Better than compete.. absorb.
The Pope is just trying a corporate take over, soon new “Catholic” holidays will supplant the holy Ghia days.
of course Rome wants to help with redistributing that wealth, they have a very successful track record, 600 years of successfully redistributing wealth.
Very clever of the Pope, as the Cult of Calamitous Climate implodes there will be millions of true believers desperate for something to cling onto.
Think of it as a missionary movement.

High Treason
January 4, 2015 1:22 pm

The Pope is way out of line here. He has not done his due diligence on his research. What is indeed very strange is that one of his chief advisers, Cardinal George Pell is well aware that cAGW is rubbish and becoming a religion. The Pope is effectively a traitor to Catholicism.
Redistributing money to the poor- at the expense of the rich makes no rational sense. Apart from the old saying “You cannot make the poor rich by making the rich poor”, it is logical. If the rich are not able to provide jobs, where is anyone-poor, rich or middle class going to find employment? If nothing is being produced, no amount of money(or gold for that matter) is going to make up for the lack of produce. They will get their reduction of population all right(so much for the sanctity of human life from the Vatican) in a most horrific manner.
He also made some disturbing remarks proclaiming Islam to be a religion of peace. Once again- do your research. I have read the Qur’an cover to cover- it is NOT a religion of peace. “Peace” to them is when all Infidels(non Muslims) are dead and Islam rules the world. The Qur’an also urges Muslims to kill Christians and Jews as they find them (Sura 2, line 191-193) The pope is effectively a traitor to Catholicism.
The Pope proclaimed that Allah and the Christian God are the same. Once again, he has failed. He has not read the Qur’an. The Qur’an says- Satan is the master of deception, then shortly after states Allah is cunning, wise. To me , cunning and deception are the same thing. Other passages in the Qur’an – verily(surely, not metaphorically) the sun is extinguished every day in a tepid lake. It also says hail, comes from mountains. The Qur’an has the positions of the stars and moon incorrect. So much for being an all-knowing and wise God.If the Qur’an is the absolute word of Allah, there is a problem. The Pope needs to do his homework.Proclaiming Allah and God the same God? The Pope is effectively a traitor to Catholicism.

Problems –
(1) In the comments on the Pope, which cardinal is named as one of his chief advisers?
(2) The comments on the Pope ask where anyone will find employment. List every group named in that question.
(3) Return the passage of the comments on the Pope from "of course Rome" up to and including "religion. The Pope is effectively a traitor to Catholicism.".

Data supplied –
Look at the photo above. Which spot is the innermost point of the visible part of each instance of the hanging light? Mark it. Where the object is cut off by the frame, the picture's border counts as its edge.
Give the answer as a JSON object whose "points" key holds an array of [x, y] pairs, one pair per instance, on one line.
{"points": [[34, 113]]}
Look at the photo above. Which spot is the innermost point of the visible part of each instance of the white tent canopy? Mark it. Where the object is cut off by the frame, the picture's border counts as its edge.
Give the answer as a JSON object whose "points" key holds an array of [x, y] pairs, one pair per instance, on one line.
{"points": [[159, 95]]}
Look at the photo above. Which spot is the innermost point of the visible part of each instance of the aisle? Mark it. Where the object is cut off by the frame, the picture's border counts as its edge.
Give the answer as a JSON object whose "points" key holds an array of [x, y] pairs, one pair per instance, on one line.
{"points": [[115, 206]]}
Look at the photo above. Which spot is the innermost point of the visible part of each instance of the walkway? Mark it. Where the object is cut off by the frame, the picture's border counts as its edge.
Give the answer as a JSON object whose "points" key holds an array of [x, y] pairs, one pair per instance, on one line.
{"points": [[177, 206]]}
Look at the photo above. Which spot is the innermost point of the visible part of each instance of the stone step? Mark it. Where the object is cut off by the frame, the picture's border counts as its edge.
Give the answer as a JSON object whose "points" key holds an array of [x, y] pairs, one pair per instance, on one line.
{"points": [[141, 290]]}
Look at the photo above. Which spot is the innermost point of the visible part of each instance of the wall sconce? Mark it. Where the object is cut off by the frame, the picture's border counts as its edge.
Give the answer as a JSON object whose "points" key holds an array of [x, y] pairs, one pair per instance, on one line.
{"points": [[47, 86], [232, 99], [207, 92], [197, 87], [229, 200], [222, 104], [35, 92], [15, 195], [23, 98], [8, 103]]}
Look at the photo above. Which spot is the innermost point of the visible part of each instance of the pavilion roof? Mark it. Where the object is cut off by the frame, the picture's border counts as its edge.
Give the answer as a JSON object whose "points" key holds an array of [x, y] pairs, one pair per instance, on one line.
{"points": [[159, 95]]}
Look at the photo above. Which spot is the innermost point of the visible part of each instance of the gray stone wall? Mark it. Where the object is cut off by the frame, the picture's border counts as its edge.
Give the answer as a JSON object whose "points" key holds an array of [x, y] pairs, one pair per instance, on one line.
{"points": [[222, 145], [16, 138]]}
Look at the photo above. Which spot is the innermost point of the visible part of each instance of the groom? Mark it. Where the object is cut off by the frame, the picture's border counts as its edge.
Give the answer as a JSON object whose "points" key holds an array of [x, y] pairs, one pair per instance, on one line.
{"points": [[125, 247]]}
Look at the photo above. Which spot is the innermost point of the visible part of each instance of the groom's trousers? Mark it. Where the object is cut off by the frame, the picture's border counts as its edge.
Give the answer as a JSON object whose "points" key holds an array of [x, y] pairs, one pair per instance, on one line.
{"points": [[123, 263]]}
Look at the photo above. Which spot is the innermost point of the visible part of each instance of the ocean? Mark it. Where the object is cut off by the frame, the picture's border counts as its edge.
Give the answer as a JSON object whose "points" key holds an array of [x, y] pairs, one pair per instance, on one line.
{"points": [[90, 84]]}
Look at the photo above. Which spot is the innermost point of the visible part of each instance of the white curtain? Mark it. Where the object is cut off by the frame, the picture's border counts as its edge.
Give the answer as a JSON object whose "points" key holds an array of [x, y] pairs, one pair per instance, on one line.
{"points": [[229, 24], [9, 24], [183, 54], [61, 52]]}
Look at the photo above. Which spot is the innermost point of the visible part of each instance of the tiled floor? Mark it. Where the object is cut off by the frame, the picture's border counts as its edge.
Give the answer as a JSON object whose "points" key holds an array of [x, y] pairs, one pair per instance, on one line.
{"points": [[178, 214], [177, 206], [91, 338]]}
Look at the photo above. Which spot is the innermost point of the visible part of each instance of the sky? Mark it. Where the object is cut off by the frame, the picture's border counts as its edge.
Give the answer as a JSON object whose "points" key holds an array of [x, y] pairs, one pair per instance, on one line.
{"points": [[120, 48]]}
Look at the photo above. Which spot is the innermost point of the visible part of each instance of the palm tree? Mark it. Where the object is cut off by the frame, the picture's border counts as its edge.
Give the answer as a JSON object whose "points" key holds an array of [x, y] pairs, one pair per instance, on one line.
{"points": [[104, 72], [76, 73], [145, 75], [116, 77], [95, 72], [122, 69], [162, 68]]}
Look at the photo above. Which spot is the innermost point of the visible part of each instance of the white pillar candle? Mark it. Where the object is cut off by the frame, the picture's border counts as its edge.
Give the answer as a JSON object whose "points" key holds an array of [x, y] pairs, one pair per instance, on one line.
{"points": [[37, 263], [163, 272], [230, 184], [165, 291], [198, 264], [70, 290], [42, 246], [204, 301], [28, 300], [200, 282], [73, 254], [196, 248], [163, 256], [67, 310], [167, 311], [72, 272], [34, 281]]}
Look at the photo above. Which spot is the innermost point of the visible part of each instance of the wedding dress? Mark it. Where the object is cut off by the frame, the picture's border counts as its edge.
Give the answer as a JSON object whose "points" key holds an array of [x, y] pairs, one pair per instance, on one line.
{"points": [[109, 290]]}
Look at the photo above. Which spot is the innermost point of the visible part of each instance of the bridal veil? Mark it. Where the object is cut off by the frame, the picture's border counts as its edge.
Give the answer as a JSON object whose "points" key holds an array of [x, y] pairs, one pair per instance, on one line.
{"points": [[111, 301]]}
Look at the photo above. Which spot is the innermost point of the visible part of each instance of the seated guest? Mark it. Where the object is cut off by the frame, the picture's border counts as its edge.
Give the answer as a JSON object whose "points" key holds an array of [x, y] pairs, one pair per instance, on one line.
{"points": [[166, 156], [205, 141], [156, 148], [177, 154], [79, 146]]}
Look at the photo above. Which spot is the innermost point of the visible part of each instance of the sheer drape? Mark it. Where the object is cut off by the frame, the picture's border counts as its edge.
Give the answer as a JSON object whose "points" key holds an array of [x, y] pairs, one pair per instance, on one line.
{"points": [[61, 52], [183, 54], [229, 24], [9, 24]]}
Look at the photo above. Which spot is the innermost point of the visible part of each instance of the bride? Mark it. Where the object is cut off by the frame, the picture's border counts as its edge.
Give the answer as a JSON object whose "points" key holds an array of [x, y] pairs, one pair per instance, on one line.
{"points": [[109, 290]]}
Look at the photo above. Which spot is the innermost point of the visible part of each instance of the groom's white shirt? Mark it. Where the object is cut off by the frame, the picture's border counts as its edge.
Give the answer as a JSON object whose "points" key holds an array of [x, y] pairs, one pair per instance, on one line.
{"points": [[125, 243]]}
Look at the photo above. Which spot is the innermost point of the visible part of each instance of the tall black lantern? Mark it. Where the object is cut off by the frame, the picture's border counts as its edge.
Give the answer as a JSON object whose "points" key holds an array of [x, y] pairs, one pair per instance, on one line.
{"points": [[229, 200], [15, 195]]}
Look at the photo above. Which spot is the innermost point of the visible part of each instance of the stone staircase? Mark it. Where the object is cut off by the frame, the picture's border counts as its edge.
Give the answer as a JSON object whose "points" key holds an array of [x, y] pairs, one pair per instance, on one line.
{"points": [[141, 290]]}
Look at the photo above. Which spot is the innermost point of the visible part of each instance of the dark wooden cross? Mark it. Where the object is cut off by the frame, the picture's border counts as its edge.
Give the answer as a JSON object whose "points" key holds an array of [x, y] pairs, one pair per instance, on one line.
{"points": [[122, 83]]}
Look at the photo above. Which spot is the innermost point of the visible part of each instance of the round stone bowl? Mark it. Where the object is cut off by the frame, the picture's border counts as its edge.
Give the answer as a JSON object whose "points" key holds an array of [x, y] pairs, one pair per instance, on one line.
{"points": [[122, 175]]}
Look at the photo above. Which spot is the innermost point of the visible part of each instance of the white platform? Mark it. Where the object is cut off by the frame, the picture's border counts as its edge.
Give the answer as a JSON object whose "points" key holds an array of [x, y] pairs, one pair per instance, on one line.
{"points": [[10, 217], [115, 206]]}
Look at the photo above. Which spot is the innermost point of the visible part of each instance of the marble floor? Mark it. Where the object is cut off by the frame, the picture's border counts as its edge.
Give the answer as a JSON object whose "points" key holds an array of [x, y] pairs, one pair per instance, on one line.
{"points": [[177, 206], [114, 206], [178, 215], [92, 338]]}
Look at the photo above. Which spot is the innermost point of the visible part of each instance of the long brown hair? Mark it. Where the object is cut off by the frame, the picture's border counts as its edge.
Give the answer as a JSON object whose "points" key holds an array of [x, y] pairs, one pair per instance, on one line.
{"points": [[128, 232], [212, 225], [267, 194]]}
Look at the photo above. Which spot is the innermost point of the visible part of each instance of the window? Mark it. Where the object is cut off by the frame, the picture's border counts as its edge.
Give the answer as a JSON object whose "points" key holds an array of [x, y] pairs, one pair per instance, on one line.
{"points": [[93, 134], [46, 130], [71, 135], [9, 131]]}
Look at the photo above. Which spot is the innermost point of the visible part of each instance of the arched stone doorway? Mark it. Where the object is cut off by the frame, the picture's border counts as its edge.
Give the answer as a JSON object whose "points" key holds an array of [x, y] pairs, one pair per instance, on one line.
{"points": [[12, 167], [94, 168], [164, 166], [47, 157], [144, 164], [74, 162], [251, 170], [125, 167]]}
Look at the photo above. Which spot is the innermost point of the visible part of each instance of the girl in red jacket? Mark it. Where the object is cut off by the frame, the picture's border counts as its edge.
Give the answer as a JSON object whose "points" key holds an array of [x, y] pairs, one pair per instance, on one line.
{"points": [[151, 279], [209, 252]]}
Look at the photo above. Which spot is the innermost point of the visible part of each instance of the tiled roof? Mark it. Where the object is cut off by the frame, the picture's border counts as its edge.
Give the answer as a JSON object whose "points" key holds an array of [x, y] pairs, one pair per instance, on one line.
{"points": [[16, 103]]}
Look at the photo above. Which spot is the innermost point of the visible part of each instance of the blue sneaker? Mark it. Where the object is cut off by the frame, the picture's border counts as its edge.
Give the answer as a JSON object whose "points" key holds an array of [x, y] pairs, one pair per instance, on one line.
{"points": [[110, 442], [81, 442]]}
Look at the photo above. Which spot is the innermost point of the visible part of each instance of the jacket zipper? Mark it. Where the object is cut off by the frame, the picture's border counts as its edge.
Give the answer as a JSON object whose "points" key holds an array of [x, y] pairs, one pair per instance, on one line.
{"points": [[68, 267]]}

Set of answers –
(1) Cardinal George Pell

(2) poor, rich, middle class

(3)
of course Rome wants to help with redistributing that wealth, they have a very successful track record, 600 years of successfully redistributing wealth.
Very clever of the Pope, as the Cult of Calamitous Climate implodes there will be millions of true believers desperate for something to cling onto.
Think of it as a missionary movement.

High Treason
January 4, 2015 1:22 pm

The Pope is way out of line here. He has not done his due diligence on his research. What is indeed very strange is that one of his chief advisers, Cardinal George Pell is well aware that cAGW is rubbish and becoming a religion. The Pope is effectively a traitor to Catholicism.